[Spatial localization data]
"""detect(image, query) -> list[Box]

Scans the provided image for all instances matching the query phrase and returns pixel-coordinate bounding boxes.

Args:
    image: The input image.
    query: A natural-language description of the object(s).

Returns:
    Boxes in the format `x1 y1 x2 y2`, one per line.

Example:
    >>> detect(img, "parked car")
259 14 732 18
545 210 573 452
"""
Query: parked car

==

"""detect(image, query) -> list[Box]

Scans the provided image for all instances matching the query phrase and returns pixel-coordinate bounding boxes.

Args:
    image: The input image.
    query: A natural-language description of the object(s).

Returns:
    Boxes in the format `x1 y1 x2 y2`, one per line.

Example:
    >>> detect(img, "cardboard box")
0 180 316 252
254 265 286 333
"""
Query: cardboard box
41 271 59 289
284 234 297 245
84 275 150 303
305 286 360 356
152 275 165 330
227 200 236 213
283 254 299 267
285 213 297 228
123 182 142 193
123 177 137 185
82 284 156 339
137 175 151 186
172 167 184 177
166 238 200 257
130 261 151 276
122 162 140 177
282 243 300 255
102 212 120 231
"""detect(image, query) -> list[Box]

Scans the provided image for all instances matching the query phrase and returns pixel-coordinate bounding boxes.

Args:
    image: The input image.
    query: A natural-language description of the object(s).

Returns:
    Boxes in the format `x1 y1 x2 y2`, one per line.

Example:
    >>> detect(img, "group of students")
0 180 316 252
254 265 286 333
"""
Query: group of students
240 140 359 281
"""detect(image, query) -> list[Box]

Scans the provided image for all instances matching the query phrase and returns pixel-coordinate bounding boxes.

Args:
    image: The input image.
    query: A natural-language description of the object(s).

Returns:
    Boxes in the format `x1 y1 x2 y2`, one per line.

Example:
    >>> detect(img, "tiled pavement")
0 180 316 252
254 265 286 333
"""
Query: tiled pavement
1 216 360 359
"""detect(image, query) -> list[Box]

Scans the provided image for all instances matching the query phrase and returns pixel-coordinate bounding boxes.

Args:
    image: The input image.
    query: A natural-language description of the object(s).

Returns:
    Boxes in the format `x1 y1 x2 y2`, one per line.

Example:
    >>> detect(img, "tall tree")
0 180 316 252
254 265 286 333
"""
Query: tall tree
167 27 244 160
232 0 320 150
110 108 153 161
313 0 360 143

## Task instructions
Look through the entries above for the word "parked". Say how many lines contain it, using only a number.

## Final answer
2